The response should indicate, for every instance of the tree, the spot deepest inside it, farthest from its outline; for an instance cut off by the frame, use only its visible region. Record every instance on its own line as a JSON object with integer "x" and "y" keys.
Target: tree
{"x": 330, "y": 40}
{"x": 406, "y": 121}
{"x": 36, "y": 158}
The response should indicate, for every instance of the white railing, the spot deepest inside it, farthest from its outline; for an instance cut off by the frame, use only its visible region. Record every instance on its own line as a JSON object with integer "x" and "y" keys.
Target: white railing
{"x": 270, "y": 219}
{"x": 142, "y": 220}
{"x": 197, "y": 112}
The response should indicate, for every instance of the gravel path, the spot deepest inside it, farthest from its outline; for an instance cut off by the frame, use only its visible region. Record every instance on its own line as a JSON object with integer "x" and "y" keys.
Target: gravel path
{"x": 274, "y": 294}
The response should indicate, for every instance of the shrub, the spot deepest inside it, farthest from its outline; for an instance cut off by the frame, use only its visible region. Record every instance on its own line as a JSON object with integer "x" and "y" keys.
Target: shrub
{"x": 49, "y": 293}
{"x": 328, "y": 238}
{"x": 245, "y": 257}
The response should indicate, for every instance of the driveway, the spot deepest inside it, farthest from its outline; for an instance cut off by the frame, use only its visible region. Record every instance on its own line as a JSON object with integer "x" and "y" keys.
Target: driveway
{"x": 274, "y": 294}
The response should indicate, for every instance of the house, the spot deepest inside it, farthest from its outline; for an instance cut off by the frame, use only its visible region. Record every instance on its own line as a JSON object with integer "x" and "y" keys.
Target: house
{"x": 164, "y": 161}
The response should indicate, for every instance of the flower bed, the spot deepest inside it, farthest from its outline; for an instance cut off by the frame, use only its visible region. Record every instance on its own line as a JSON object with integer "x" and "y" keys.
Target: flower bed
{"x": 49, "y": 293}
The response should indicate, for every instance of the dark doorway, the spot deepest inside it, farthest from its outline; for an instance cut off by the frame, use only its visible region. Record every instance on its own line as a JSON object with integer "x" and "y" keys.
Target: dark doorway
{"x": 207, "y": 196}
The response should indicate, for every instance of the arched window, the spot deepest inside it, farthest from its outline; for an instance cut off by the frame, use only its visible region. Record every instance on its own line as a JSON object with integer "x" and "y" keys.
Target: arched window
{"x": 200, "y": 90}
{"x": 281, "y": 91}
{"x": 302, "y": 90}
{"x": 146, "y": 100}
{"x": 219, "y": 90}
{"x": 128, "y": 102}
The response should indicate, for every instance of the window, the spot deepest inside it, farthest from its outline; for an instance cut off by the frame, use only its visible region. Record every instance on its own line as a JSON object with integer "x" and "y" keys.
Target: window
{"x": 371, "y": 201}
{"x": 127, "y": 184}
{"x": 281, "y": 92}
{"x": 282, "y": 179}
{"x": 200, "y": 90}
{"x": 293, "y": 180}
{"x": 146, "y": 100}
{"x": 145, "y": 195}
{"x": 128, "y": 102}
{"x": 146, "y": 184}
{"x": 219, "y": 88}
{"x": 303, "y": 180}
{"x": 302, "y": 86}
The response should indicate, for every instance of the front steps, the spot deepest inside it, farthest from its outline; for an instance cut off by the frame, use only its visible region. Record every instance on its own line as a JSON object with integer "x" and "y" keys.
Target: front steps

• • •

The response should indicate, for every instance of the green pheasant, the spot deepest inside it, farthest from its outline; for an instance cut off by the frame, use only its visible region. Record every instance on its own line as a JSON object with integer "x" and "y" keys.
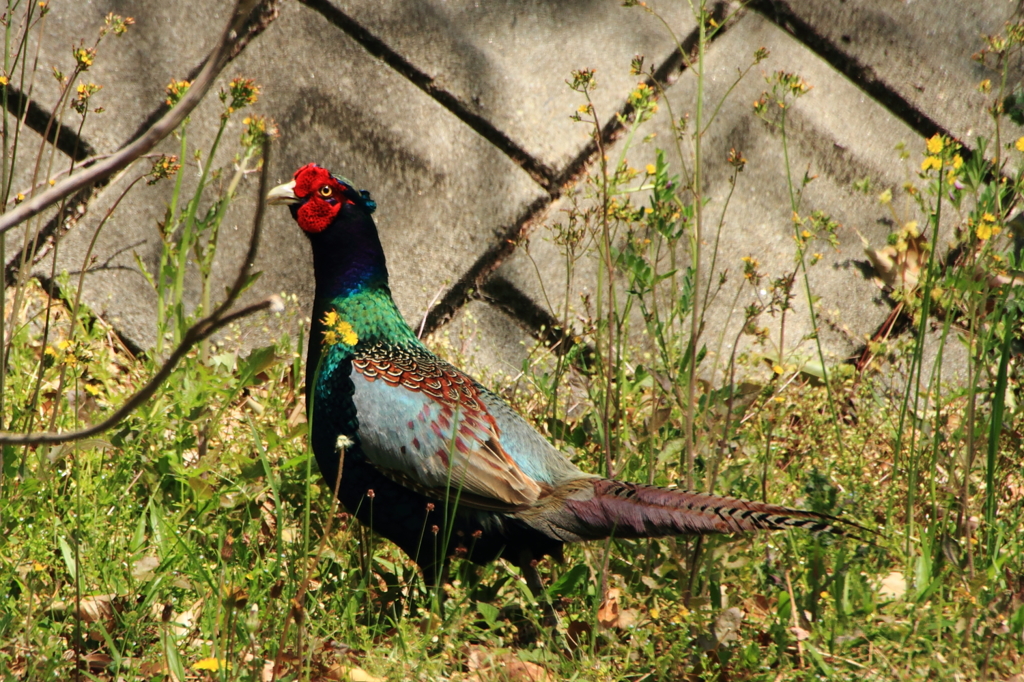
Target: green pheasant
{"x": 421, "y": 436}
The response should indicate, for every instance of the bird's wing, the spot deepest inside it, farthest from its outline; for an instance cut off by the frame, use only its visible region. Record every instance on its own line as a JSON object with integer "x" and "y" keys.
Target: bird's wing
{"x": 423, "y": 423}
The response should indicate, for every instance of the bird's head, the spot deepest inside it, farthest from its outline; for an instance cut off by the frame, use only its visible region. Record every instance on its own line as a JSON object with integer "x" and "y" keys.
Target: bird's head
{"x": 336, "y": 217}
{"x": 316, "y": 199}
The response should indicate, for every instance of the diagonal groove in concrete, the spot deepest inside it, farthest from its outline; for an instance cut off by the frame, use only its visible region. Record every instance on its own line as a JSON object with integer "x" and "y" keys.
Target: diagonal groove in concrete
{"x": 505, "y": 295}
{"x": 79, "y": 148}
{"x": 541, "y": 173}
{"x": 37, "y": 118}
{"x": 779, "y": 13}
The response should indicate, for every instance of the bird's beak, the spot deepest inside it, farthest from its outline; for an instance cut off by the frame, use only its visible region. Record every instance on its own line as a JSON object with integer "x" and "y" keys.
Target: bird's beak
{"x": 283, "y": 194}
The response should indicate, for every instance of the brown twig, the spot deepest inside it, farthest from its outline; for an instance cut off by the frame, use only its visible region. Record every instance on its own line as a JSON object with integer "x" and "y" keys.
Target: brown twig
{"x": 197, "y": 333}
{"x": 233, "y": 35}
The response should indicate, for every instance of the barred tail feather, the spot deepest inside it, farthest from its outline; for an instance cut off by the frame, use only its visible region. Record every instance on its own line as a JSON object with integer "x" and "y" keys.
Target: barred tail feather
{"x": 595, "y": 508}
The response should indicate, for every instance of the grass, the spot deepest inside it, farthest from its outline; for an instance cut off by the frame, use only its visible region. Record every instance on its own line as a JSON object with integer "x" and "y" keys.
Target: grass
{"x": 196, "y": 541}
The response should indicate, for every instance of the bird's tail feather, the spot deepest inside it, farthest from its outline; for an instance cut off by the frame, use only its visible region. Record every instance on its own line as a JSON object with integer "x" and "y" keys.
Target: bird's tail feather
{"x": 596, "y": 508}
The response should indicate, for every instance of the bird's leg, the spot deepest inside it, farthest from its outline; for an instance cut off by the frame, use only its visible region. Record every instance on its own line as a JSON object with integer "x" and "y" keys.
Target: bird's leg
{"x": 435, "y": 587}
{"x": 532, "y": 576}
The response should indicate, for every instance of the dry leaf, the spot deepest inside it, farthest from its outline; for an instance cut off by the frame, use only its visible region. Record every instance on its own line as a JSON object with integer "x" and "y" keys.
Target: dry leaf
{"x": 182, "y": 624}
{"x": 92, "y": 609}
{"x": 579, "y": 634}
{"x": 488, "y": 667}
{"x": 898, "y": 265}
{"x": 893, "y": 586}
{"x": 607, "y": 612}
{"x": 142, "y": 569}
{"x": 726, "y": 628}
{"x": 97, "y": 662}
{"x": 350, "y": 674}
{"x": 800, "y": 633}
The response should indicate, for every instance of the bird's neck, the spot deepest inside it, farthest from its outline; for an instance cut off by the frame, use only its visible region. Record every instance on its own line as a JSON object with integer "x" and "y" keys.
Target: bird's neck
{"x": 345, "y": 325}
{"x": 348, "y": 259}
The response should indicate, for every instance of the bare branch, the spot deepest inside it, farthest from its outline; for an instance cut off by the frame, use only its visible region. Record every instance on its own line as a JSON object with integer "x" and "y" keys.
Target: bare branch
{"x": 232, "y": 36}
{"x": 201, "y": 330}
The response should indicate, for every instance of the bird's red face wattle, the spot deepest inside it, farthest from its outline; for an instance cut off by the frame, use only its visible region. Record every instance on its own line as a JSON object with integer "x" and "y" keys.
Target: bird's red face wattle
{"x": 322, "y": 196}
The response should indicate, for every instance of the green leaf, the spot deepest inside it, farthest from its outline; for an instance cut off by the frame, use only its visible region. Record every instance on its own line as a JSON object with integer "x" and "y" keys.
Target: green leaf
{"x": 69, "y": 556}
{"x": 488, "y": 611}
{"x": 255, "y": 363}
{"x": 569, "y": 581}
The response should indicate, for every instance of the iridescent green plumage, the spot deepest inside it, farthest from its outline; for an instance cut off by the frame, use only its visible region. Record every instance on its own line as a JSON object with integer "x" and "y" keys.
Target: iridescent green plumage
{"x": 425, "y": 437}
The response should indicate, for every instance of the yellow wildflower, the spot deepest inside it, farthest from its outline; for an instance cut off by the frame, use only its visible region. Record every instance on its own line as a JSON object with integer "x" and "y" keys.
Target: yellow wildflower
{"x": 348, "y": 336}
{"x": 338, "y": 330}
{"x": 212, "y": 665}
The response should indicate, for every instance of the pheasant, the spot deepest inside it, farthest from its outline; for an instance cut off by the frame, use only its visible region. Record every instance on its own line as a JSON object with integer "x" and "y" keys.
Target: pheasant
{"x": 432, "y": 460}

• • •

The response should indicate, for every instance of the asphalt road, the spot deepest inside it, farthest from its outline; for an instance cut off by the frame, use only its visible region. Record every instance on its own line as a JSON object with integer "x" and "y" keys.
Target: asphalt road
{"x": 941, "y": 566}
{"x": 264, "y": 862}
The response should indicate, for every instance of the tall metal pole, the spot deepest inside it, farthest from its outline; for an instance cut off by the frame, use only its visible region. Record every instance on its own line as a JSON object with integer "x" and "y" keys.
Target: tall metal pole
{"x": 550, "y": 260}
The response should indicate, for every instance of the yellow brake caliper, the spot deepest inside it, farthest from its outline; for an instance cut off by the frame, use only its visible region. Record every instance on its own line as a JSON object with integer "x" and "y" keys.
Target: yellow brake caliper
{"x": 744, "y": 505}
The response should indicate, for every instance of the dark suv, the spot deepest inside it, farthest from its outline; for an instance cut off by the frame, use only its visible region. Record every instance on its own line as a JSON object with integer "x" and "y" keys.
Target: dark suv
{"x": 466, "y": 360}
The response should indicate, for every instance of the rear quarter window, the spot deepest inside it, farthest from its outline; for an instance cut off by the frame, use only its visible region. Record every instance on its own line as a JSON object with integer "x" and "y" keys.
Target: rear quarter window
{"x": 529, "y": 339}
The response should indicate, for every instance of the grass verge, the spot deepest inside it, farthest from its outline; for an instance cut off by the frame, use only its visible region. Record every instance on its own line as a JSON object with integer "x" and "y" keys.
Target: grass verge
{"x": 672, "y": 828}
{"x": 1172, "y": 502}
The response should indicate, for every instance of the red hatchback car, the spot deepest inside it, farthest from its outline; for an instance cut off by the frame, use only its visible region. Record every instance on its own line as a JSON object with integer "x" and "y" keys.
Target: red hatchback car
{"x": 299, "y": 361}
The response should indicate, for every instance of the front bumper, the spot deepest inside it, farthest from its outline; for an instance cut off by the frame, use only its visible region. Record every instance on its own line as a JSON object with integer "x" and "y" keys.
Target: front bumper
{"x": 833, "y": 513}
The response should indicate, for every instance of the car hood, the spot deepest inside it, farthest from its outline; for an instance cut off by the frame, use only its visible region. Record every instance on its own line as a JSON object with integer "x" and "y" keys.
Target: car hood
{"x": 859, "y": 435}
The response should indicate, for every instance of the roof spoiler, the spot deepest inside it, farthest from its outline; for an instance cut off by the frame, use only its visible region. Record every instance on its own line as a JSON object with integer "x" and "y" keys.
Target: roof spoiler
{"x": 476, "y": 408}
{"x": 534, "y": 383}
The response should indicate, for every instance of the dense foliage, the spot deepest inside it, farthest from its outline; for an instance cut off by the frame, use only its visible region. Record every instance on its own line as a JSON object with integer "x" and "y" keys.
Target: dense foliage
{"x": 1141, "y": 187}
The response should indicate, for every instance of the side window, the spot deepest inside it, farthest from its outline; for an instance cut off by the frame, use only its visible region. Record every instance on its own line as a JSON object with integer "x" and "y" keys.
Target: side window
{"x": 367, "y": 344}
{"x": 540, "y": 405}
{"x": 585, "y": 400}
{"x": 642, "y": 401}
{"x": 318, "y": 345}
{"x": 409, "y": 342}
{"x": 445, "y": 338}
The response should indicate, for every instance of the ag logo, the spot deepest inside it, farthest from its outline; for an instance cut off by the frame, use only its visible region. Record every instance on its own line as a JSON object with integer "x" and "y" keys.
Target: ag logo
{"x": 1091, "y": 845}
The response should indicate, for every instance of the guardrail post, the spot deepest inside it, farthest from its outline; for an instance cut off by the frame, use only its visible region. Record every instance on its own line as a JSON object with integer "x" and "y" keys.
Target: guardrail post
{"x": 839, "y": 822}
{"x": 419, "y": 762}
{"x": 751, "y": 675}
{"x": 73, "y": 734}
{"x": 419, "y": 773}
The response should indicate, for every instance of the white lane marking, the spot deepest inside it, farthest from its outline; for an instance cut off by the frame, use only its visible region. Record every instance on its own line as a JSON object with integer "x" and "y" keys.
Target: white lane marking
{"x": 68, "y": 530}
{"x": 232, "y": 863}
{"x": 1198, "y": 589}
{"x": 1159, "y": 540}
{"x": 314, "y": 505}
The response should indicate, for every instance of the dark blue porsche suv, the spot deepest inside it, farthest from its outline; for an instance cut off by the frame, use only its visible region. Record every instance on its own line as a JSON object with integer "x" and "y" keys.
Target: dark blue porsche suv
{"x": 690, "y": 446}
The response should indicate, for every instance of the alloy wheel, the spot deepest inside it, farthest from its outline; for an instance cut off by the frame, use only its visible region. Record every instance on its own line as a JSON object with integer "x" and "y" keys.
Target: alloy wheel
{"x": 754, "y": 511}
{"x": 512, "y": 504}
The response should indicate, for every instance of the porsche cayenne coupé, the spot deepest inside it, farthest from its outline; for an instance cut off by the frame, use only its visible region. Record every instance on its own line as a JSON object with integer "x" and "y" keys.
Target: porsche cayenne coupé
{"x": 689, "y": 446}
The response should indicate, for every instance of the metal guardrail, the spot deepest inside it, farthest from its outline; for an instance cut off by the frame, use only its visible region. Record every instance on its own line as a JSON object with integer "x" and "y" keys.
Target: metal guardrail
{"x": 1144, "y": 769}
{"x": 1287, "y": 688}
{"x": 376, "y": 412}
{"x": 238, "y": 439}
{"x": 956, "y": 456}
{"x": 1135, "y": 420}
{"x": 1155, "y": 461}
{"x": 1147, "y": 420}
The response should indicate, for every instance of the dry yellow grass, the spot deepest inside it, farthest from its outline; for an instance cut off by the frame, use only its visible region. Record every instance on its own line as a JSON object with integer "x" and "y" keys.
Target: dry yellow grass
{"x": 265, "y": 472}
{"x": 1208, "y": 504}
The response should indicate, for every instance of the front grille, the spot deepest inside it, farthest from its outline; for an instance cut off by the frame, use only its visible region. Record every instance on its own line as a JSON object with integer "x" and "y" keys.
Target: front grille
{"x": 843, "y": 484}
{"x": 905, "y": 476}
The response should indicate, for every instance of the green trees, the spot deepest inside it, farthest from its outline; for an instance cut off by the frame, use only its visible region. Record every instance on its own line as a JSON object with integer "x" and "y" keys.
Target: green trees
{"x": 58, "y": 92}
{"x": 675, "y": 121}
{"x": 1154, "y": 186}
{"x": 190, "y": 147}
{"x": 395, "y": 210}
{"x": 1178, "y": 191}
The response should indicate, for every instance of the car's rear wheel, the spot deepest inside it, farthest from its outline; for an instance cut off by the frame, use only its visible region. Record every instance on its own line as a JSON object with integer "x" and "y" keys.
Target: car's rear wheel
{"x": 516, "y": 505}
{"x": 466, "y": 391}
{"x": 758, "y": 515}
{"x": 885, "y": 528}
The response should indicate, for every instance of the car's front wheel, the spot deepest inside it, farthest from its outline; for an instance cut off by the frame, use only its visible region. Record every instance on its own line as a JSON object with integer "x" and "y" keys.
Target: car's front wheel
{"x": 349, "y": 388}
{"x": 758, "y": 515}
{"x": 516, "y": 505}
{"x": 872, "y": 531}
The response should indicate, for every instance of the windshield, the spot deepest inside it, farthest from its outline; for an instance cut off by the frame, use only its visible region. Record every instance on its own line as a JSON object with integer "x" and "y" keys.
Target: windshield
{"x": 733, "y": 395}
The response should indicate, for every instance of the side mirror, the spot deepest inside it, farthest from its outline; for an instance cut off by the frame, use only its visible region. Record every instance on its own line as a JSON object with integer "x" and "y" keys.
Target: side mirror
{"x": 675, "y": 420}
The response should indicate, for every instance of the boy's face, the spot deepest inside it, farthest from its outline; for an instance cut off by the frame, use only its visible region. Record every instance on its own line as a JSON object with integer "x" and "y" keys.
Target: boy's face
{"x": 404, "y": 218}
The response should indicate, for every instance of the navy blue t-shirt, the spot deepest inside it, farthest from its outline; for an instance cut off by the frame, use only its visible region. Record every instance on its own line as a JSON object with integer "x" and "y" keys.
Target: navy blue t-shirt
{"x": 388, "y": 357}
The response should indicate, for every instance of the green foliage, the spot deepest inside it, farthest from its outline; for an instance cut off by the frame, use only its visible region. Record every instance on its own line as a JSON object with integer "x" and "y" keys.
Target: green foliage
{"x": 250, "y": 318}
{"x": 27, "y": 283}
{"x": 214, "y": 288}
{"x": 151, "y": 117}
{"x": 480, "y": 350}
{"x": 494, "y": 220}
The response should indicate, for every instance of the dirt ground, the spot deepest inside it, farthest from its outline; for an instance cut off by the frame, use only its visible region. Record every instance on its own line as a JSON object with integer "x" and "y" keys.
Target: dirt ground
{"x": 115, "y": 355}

• • •

→ **TASK ITEM**
Count every line of the records that includes "steps", and give that number with no other words.

→ **ANSWER TO THIS TASK**
2